> **Try it**
Using the data below, return the stretch from the line that contains "Objective: detect distant tree" through the line that contains "Objective: detect birch trunk", both included, exactly as it stands and nothing beyond it.

Segment Start: Material to process

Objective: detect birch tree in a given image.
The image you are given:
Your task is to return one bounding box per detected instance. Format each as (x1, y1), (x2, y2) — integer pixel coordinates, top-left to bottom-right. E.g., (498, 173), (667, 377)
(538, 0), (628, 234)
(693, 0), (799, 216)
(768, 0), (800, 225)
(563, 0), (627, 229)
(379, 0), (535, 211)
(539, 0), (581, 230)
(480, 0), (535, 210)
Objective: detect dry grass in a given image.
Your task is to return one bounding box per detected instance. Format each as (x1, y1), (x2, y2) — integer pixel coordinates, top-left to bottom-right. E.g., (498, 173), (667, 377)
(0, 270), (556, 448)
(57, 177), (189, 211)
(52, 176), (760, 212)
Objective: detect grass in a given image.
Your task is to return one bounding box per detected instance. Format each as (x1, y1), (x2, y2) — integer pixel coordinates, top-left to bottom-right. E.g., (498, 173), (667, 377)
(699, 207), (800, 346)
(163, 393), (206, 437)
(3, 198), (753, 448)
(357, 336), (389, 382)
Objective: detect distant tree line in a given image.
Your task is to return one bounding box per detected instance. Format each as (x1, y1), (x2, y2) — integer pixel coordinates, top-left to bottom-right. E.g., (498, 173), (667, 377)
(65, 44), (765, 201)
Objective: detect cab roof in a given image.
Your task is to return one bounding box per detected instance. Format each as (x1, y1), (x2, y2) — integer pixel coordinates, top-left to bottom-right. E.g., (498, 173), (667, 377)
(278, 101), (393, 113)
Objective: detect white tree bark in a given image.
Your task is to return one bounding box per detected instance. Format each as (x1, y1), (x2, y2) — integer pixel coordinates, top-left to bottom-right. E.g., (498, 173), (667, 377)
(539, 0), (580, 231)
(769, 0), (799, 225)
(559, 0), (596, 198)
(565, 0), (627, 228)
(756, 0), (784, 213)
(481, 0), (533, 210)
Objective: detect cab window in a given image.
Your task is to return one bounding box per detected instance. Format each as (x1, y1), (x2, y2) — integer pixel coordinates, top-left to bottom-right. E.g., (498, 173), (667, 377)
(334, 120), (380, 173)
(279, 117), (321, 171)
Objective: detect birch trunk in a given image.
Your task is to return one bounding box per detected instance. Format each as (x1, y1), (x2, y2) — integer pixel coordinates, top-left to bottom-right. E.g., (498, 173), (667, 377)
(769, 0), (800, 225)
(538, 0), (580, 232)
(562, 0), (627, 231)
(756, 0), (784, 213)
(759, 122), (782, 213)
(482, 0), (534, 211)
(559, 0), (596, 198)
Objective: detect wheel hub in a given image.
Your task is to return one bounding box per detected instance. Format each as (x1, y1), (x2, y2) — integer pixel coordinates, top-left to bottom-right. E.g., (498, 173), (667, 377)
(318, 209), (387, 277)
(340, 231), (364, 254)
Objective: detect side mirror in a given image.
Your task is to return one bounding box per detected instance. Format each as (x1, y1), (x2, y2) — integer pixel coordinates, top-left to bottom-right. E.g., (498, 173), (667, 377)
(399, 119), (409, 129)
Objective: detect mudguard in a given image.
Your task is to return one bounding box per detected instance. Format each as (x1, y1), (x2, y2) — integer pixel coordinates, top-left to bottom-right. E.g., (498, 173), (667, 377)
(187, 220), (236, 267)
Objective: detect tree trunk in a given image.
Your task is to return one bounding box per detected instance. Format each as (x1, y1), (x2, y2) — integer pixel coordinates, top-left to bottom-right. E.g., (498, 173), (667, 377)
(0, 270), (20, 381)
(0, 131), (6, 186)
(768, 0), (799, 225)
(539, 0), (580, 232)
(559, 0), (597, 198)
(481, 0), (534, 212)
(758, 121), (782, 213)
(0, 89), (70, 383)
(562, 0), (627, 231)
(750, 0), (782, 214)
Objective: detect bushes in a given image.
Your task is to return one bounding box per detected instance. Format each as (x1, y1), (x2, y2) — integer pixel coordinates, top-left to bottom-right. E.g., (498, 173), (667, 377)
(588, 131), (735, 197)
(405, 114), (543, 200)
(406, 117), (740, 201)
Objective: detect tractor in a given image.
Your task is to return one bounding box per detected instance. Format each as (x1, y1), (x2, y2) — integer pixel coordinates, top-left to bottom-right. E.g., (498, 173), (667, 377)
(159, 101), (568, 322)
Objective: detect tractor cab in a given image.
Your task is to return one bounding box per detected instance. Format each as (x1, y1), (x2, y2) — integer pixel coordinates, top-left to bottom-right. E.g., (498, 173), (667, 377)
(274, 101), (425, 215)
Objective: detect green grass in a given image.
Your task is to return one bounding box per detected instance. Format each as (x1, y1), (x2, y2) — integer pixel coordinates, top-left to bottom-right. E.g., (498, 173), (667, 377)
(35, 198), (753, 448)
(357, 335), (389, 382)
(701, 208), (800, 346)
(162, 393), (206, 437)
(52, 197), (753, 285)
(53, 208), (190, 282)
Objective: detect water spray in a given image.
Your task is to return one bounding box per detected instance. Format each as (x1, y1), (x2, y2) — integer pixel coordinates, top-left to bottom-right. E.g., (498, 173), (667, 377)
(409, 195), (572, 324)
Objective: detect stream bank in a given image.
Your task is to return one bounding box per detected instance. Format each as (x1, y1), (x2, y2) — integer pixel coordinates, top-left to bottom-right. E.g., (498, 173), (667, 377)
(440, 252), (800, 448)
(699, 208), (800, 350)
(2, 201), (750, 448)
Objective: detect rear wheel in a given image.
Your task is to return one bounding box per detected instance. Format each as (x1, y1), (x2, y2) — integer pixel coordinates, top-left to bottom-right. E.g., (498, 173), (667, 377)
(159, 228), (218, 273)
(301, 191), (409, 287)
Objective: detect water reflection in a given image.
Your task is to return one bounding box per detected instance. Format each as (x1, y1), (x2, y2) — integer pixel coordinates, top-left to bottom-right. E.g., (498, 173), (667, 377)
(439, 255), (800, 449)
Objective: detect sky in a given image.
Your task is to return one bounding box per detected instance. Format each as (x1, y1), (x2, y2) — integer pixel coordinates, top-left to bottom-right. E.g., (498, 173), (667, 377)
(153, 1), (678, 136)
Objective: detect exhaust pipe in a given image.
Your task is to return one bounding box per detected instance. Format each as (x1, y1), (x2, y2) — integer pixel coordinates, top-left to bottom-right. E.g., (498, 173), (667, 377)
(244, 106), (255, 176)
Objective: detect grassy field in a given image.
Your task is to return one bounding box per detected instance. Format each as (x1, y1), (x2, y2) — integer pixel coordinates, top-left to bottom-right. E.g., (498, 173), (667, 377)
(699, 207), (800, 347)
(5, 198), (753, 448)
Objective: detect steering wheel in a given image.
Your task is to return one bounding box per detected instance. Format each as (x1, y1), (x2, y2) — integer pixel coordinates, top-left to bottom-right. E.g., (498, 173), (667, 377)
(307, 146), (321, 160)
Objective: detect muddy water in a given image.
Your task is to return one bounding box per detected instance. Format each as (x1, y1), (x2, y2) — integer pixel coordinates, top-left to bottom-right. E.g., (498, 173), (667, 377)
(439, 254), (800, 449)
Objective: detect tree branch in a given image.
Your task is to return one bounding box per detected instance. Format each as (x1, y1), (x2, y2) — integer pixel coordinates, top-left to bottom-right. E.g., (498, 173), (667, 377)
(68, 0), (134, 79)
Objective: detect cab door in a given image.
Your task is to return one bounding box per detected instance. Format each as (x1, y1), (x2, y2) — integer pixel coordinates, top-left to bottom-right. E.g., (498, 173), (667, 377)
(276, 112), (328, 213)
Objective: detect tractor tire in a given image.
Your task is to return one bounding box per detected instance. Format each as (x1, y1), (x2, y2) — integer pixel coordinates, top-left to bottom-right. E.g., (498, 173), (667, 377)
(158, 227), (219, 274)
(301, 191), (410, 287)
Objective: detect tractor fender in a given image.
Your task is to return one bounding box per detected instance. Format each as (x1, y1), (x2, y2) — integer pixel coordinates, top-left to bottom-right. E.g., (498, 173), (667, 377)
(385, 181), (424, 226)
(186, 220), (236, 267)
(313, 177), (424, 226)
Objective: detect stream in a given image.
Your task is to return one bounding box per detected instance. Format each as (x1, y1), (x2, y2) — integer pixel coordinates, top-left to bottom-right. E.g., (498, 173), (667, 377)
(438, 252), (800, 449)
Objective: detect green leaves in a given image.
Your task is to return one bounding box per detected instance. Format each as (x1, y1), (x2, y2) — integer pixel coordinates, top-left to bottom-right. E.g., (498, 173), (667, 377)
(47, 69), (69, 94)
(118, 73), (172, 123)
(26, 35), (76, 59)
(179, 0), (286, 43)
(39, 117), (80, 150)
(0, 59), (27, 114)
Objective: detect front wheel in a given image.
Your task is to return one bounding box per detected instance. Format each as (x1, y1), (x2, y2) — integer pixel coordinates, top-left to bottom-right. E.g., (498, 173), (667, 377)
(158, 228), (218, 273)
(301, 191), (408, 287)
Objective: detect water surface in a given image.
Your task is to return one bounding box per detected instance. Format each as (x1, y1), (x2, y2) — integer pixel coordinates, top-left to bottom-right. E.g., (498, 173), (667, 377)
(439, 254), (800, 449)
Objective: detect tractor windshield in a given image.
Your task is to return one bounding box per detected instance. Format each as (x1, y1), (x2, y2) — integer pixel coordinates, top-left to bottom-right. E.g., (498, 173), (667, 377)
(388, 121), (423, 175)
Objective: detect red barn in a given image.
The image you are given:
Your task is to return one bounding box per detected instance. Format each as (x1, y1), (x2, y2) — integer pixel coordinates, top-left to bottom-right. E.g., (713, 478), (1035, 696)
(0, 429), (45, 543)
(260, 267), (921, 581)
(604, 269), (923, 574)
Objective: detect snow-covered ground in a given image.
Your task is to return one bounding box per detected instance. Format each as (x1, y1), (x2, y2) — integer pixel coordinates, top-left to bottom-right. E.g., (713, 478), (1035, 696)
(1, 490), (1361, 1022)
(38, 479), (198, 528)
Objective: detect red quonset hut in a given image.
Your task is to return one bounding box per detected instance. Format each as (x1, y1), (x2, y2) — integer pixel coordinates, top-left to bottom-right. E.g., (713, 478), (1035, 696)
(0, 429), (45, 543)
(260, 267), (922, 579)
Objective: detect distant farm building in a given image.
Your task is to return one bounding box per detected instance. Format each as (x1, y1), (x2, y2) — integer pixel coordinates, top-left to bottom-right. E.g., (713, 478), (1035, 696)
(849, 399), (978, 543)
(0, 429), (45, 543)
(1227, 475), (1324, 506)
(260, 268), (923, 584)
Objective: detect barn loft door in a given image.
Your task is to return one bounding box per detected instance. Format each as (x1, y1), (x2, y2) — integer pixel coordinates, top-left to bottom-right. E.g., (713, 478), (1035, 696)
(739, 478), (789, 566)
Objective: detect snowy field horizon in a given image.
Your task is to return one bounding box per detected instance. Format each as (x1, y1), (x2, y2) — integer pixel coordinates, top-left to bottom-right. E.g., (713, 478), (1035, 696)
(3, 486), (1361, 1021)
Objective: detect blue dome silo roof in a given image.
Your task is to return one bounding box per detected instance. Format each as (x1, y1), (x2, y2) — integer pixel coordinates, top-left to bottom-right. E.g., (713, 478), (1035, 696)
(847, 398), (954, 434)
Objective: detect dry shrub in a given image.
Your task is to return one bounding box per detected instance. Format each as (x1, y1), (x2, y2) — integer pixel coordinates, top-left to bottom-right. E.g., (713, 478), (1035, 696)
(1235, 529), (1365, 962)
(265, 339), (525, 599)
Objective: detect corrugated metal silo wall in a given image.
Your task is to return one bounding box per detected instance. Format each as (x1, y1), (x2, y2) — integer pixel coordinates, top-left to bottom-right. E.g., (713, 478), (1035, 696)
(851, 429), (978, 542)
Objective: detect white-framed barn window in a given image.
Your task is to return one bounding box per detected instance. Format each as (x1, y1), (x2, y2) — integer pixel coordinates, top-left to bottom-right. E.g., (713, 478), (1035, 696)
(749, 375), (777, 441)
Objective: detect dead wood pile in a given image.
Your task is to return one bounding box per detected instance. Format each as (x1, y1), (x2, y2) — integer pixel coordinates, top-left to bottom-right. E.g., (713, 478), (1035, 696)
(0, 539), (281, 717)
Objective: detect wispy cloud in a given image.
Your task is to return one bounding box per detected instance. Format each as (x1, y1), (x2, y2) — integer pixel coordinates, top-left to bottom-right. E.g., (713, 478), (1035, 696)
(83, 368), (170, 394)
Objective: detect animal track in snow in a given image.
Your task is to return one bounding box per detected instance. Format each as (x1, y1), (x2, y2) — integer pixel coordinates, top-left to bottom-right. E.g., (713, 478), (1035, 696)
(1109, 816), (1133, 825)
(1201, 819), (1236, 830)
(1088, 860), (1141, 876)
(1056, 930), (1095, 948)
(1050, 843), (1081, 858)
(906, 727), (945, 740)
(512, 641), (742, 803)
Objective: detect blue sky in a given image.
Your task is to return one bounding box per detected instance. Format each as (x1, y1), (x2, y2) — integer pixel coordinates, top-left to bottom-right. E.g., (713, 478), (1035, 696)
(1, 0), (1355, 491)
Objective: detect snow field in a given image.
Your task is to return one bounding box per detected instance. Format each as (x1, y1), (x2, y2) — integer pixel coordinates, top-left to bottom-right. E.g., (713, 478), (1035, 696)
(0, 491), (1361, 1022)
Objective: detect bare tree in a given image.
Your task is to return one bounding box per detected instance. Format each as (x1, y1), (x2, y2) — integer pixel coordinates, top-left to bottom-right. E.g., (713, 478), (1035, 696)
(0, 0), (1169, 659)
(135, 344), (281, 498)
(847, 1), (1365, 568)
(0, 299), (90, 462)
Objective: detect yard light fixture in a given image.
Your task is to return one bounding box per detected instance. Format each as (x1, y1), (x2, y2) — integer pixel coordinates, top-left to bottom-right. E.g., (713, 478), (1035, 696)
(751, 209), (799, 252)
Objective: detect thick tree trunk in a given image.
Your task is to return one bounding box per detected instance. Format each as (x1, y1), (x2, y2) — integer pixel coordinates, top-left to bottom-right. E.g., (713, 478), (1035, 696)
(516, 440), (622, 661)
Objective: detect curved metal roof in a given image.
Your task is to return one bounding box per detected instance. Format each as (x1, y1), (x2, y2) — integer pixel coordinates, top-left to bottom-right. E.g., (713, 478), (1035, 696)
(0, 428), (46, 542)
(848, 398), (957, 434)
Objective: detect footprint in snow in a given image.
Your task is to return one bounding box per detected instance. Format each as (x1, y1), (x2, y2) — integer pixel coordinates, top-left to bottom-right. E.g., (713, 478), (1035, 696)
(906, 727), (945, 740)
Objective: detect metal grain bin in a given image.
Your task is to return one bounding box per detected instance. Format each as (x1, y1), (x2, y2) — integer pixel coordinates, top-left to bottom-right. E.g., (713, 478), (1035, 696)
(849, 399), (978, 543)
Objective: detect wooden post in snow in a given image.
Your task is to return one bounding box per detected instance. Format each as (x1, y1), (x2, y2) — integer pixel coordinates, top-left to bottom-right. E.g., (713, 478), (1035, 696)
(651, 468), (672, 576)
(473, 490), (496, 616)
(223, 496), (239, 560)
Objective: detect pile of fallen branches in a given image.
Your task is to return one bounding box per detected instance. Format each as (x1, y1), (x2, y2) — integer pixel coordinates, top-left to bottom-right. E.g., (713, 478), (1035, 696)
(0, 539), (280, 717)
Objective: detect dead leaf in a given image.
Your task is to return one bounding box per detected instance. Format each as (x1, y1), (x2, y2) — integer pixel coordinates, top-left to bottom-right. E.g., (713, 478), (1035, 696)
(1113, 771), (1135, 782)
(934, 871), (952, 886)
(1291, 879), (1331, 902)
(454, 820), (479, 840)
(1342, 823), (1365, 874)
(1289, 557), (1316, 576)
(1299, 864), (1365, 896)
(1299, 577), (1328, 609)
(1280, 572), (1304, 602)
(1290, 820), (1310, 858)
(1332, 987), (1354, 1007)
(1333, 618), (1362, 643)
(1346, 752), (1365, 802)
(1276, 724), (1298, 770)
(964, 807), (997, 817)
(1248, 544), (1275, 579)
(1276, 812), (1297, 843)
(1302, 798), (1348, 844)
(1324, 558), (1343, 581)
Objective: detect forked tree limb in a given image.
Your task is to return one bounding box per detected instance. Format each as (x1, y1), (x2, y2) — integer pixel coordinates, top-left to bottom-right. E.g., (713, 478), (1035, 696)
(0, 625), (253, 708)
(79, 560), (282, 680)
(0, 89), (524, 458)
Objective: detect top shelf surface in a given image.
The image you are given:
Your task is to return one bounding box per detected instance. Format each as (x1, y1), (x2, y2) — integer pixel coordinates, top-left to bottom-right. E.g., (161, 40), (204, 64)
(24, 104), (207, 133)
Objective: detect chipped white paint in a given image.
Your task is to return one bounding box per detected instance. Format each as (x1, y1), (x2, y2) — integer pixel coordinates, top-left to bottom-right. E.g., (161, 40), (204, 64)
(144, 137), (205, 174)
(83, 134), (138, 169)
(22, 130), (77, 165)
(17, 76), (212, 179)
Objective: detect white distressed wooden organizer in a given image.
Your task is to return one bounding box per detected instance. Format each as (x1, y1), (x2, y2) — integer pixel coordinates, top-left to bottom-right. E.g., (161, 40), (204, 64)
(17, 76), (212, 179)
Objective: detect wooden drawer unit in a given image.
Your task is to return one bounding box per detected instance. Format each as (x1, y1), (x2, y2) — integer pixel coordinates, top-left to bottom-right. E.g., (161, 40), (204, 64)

Segment End: Material to process

> **Result below**
Objective: detect distant tree line in a given image.
Your task is to return one bounding box per detected instance. Format each as (x1, y1), (x2, y2) — integer pixel coordinates, top-left to bottom-right. E.g., (498, 173), (667, 377)
(65, 44), (765, 201)
Objective: detect cab roof in a given image.
Your task is to return one bounding box per detected instance. Format each as (x1, y1), (x2, y2) — integer pixel coordinates, top-left to bottom-right. E.g., (498, 173), (667, 377)
(278, 101), (393, 113)
Objective: detect white tree bark in a given image.
Your task is to return one bounding box per detected instance. Format each as (x1, y1), (x2, y2) — integer pixel coordinates, top-left to bottom-right. E.g., (498, 173), (667, 377)
(539, 0), (580, 231)
(769, 0), (799, 225)
(559, 0), (596, 198)
(565, 0), (627, 228)
(756, 0), (784, 213)
(481, 0), (533, 210)
Objective: detect cab window in a given image.
Your task is to return one bounding box per detected instance. Format each as (x1, y1), (x2, y2) — integer pixel coordinates, top-left to bottom-right. E.g., (498, 173), (667, 377)
(334, 120), (380, 173)
(279, 117), (321, 171)
Objective: detect birch trunk in a given image.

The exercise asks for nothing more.